TEXT SECTION:

Mossack Fonseca have opted for the "within the rules" defence beloved of many MPs caught troughing on expenses seven (seven!) years ago. But, oh dear, what have we got here, clients under sanction and several front companies for pretty unsavoury regimes, including our beloved friends and comrades in the Workers Party of Korea. All above reproach, which is why several tax authorities in the wealthiest countries have announced investigations.
The leak is a significant political event, apart from seeing ruling circles the world over gripped by panic. The first, linking Dave to pots of money with questions of legitimacy hanging over them is yet another headache this useless government could be doing without as they flounder over the budget debacle, their lack of willingness to do anything to assist the beleaguered steel industry, and indeed their connivance in its decline. The problem for the Tories is they run the risk of not just of re-acquiring the nasty party tag, but being perceived for what they rightly are: a narrow (and narrowing) clique who are increasingly dysfunctional from the standpoint of British business. Their strength lies in appealing to enough people and convincing them their way is the best way, that they too will gain from the pain (which is always felt by other people anyway). Whether the Labour Party will benefit from the Conservatives' desire to skinny dip in toxic sludge remains to be seen, but their rudderless flailing and questions over the Panama papers, which are bound to embarrass other Tories and businesses with Tory links, is storing up huge political problems for them down the road.

DATA RECORDS:
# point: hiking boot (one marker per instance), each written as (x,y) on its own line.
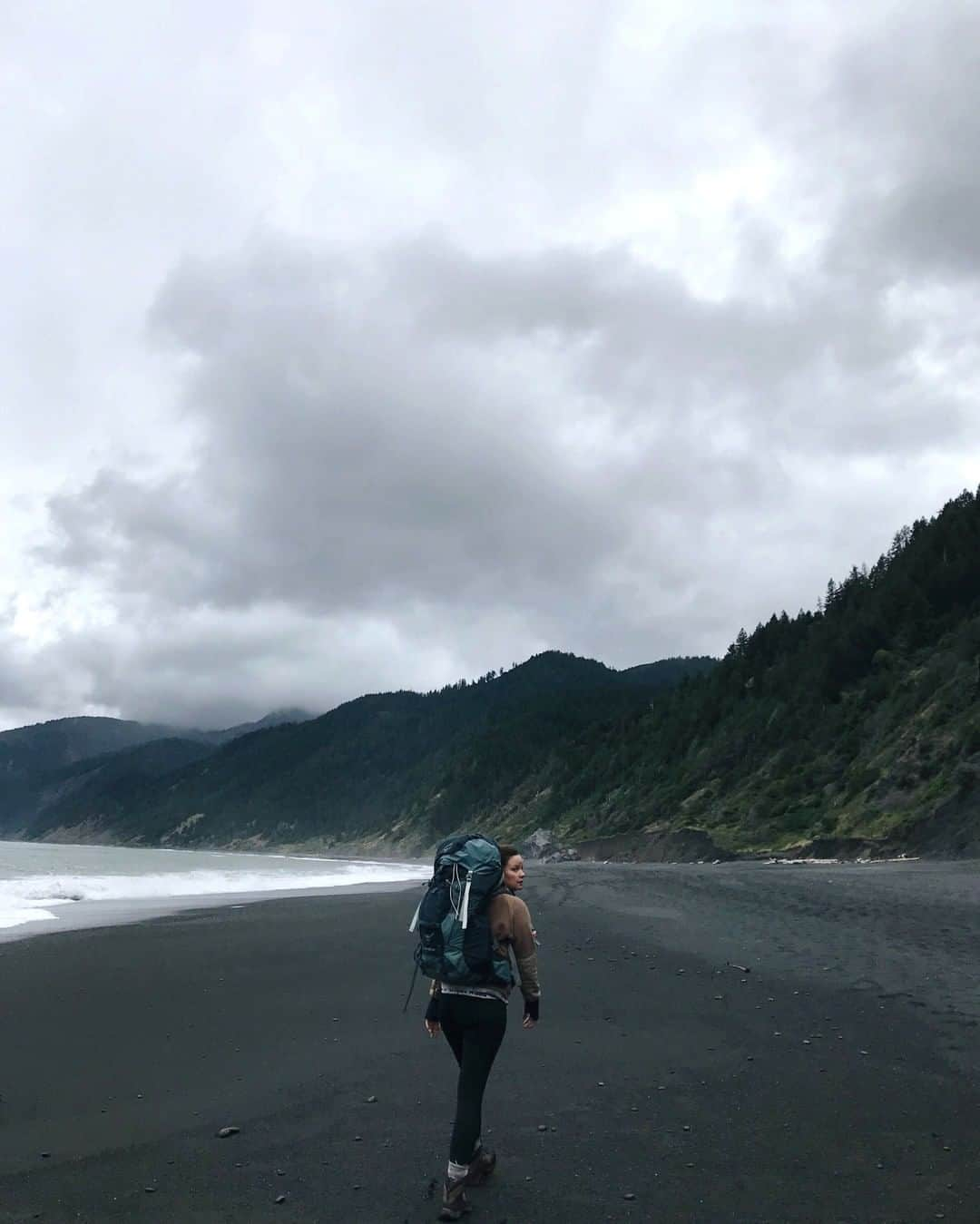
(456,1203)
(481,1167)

==

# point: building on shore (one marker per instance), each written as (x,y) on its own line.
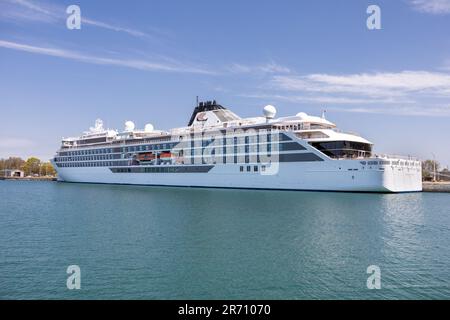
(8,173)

==

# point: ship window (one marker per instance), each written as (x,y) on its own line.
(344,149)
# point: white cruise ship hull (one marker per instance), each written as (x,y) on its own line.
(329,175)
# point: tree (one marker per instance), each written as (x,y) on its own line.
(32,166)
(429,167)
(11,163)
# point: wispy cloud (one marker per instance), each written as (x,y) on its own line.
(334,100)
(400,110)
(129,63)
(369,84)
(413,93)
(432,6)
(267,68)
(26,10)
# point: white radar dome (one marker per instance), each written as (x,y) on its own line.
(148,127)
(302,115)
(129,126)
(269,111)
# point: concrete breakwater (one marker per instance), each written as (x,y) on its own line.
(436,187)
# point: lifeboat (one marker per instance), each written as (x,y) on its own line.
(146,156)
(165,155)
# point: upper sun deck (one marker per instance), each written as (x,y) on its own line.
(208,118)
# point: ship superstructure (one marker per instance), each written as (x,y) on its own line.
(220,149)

PROBLEMS AND TASKS:
- A) Translate this sentence from the Panama papers commentary into Spanish: "All above reproach, which is why several tax authorities in the wealthiest countries have announced investigations."
- B) Condense the paragraph of the Panama papers commentary that begins "The leak is a significant political event" into a short bulleted list that keeps its main points.
- C) According to the Panama papers commentary, which defense has Mossack Fonseca chosen?

SOLVED TASKS:
- A) Todo por encima de cualquier reproche, y por eso varias autoridades fiscales de los países más ricos han anunciado investigaciones.

- B)
- The leak is a significant political event, and it has gripped ruling circles around the world with panic.
- Linking Dave to pots of money of questionable legitimacy is another headache for the government. The government is already floundering over:
  - the budget debacle
  - its unwillingness to help the beleaguered steel industry
  - its connivance in that industry's decline
- The Tories risk re-acquiring the "nasty party" tag. They also risk being seen as a narrow, narrowing clique that is increasingly dysfunctional from the standpoint of British business.
- Their strength lies in convincing enough people that their way is best and that those people will gain from the pain.
- It remains to be seen whether the Labour Party will benefit.
- Rudderless flailing and questions over the Panama papers are storing up huge political problems down the road. Those questions are bound to embarrass other Tories and businesses with Tory links.

- C) The "within the rules" defence.